The problem - List every line in the entries below that contains the word "wall".
### Data to use ###
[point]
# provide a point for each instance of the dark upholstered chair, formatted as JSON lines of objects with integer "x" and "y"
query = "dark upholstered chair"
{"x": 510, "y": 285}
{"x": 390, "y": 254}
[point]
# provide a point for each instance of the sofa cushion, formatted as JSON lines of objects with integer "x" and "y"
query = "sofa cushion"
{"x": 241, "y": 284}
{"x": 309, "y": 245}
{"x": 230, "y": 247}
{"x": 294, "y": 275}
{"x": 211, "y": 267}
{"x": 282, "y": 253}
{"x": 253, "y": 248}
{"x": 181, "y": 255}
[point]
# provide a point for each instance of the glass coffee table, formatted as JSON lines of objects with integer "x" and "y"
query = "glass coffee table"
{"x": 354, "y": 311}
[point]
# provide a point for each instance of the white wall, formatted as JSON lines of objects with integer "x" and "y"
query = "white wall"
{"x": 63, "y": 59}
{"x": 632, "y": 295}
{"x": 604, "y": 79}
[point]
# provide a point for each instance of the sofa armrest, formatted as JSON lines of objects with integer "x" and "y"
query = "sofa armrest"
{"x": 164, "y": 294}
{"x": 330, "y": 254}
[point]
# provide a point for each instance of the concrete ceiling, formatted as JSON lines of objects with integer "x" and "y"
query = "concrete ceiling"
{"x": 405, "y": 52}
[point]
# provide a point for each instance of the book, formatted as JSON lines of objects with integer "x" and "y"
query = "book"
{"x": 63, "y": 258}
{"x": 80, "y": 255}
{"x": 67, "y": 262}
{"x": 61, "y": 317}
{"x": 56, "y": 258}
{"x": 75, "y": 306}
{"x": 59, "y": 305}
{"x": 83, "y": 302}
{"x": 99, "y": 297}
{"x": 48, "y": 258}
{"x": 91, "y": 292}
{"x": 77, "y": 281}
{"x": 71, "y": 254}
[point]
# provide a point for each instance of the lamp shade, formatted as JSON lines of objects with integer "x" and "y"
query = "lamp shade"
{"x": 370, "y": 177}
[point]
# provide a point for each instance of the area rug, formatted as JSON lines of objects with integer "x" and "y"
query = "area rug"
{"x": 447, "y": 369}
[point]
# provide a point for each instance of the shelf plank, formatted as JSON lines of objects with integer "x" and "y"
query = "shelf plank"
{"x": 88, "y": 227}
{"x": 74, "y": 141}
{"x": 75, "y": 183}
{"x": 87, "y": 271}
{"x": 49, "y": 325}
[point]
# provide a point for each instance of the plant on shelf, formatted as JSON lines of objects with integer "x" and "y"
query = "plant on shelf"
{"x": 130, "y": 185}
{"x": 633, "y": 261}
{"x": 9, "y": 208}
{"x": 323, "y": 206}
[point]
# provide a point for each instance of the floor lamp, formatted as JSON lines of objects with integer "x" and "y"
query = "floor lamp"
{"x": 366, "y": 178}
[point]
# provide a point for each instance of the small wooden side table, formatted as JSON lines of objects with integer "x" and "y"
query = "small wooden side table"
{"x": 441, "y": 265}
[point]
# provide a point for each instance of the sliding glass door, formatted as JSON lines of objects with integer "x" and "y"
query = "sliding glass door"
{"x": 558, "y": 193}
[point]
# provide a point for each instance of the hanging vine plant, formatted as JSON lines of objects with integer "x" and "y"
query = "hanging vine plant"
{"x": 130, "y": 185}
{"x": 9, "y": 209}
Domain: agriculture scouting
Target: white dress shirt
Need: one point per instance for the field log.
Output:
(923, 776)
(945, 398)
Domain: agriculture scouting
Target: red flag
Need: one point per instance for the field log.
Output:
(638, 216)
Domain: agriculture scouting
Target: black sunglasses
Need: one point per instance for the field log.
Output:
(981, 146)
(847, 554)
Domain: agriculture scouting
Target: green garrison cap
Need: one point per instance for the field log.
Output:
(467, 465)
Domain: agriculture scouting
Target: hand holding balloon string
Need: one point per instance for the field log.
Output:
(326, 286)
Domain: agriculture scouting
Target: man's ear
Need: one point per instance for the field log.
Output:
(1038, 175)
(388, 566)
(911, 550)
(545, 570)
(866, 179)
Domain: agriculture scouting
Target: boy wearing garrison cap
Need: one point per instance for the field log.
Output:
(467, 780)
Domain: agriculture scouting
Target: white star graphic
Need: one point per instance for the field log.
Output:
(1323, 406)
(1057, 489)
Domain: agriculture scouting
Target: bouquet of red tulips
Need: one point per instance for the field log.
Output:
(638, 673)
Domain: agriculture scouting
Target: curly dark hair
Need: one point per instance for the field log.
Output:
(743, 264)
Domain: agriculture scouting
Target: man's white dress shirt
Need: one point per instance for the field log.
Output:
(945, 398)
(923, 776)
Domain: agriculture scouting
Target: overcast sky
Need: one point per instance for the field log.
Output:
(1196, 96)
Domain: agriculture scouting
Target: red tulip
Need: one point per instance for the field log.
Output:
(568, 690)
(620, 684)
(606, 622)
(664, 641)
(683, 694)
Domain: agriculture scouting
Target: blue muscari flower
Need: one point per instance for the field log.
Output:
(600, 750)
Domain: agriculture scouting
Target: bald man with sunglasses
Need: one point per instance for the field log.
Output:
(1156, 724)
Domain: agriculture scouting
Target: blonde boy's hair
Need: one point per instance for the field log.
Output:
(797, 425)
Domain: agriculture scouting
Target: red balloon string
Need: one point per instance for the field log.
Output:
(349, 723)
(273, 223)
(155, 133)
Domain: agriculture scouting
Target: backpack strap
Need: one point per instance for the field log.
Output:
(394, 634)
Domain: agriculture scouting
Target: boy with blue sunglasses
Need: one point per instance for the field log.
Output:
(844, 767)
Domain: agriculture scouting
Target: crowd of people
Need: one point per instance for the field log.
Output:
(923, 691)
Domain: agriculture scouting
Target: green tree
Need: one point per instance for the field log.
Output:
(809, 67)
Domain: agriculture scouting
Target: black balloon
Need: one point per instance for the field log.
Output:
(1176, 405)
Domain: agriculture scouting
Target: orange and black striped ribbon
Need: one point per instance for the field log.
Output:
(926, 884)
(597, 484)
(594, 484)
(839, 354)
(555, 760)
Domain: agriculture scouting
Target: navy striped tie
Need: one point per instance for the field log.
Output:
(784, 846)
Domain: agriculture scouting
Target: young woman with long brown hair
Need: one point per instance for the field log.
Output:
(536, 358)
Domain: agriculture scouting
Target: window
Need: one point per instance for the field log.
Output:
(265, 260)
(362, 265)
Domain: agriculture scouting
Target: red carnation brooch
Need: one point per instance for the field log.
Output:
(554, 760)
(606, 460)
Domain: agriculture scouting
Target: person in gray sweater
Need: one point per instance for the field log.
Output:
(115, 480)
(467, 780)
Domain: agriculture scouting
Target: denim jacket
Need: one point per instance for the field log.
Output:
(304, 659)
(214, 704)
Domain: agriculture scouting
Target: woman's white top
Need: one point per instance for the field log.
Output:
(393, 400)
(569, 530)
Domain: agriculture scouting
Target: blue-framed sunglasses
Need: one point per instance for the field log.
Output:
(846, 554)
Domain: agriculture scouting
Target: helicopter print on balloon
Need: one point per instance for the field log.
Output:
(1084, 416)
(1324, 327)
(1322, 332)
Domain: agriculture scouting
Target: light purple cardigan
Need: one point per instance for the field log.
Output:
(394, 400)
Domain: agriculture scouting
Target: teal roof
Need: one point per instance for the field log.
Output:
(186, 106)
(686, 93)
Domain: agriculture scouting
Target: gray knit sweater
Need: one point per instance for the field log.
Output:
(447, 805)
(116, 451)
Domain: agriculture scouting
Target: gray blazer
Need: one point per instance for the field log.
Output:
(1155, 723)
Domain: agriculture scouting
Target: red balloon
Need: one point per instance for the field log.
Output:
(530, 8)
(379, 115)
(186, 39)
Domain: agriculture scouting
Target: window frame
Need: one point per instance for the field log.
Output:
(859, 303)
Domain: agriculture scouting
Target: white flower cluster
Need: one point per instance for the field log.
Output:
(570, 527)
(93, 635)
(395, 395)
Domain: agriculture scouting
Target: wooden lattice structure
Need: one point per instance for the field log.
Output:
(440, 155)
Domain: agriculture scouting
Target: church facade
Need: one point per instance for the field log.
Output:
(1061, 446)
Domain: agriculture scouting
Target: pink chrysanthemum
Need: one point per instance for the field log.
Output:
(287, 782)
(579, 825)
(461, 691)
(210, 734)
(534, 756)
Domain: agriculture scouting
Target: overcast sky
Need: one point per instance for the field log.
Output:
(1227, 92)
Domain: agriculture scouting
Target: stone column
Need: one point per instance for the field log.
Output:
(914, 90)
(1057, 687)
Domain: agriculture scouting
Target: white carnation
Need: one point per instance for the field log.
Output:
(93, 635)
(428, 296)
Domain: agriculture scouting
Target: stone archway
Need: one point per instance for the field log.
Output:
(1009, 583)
###
The completed task -
# provide a point for each instance of the white wall, formatted as JSON lines of objects with integer "x" and "y"
query = "white wall"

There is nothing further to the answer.